**What you have to do**. From the entries below, gather each line containing the word "black".

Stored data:
....

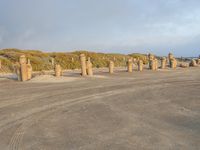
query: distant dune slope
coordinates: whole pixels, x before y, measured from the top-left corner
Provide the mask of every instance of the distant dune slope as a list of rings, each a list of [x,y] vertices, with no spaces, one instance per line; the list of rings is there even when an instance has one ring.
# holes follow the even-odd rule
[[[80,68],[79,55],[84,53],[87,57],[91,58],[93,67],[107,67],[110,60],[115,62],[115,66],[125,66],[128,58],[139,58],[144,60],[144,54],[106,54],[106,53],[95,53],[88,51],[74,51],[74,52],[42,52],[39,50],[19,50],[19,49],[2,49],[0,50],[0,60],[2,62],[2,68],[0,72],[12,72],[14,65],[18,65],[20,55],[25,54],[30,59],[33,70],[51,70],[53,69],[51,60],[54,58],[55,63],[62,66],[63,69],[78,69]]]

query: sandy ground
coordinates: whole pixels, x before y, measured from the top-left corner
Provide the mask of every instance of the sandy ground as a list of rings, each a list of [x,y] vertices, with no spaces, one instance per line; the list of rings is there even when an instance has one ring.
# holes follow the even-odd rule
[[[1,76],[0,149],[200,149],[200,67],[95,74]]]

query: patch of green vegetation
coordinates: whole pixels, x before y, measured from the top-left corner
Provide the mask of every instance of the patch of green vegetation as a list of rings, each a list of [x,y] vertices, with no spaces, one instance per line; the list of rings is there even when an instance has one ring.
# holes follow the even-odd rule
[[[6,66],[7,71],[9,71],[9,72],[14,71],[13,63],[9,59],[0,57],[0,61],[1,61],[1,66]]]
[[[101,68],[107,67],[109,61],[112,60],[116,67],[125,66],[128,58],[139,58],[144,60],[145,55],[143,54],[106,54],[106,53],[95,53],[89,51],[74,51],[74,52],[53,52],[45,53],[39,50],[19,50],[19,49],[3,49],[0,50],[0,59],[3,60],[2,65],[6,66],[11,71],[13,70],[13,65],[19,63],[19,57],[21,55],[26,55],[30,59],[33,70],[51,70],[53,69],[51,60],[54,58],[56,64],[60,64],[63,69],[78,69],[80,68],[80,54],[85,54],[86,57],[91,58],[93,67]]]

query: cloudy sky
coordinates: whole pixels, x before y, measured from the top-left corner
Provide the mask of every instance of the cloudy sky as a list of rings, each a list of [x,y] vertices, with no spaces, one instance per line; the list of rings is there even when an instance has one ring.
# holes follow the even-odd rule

....

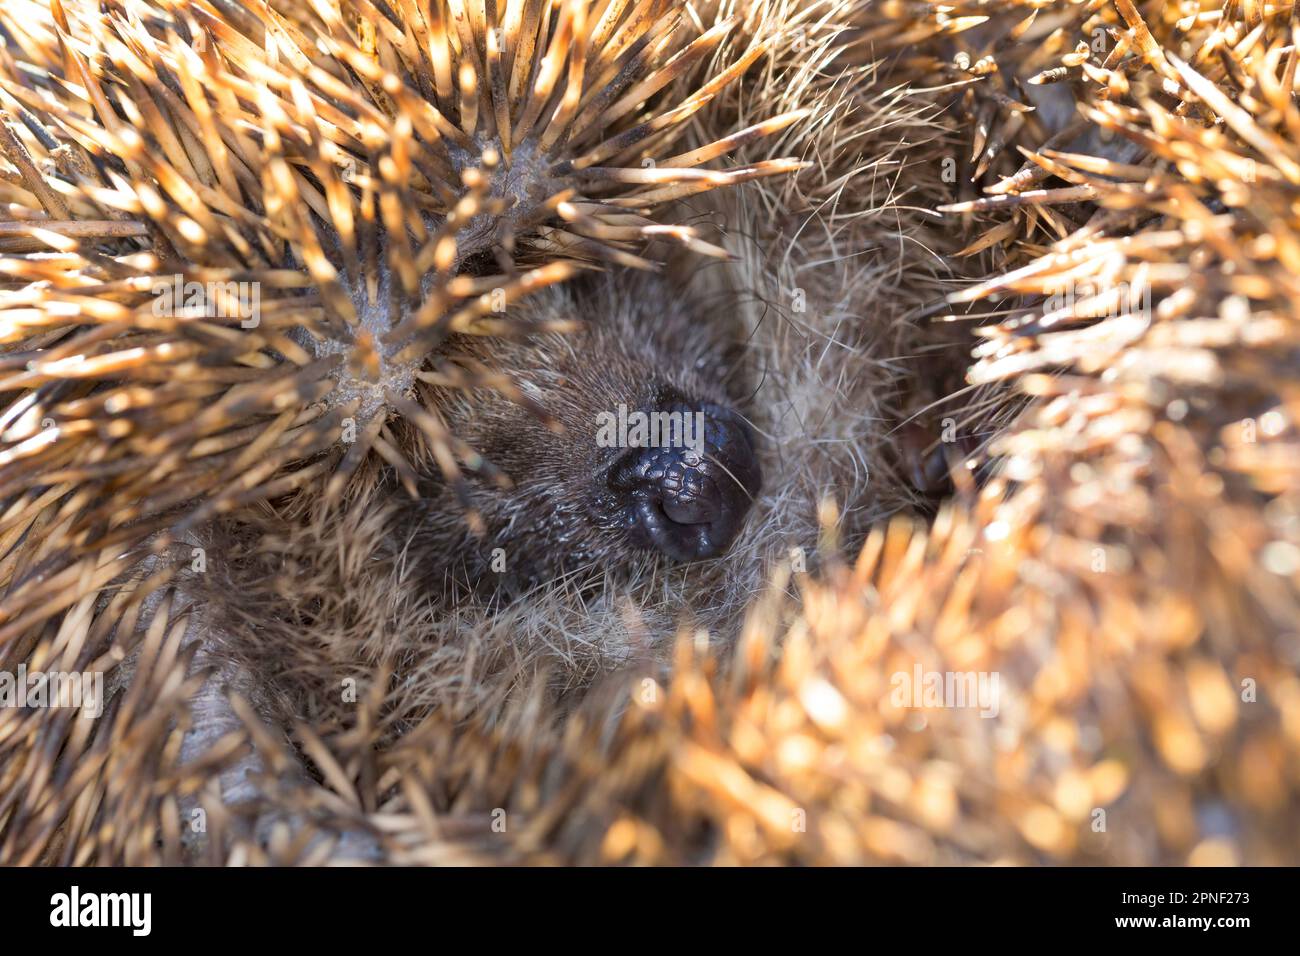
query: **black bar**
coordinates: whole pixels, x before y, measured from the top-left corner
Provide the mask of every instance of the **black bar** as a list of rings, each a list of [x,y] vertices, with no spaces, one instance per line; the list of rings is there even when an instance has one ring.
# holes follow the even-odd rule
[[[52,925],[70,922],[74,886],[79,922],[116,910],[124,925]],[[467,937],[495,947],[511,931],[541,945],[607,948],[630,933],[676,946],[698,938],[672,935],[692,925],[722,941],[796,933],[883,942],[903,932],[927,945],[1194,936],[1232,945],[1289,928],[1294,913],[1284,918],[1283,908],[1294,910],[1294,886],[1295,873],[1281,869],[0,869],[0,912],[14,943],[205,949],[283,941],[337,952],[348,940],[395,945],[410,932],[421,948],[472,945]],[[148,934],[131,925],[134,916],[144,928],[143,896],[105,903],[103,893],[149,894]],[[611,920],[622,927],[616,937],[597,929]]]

....

**Response box**.
query: **black bar**
Provide the mask of every instance of the **black bar** as a list of rings, each a list of [x,y] vertices, with no spaces, one instance per line; the list of rings is there even when an instance has one ring.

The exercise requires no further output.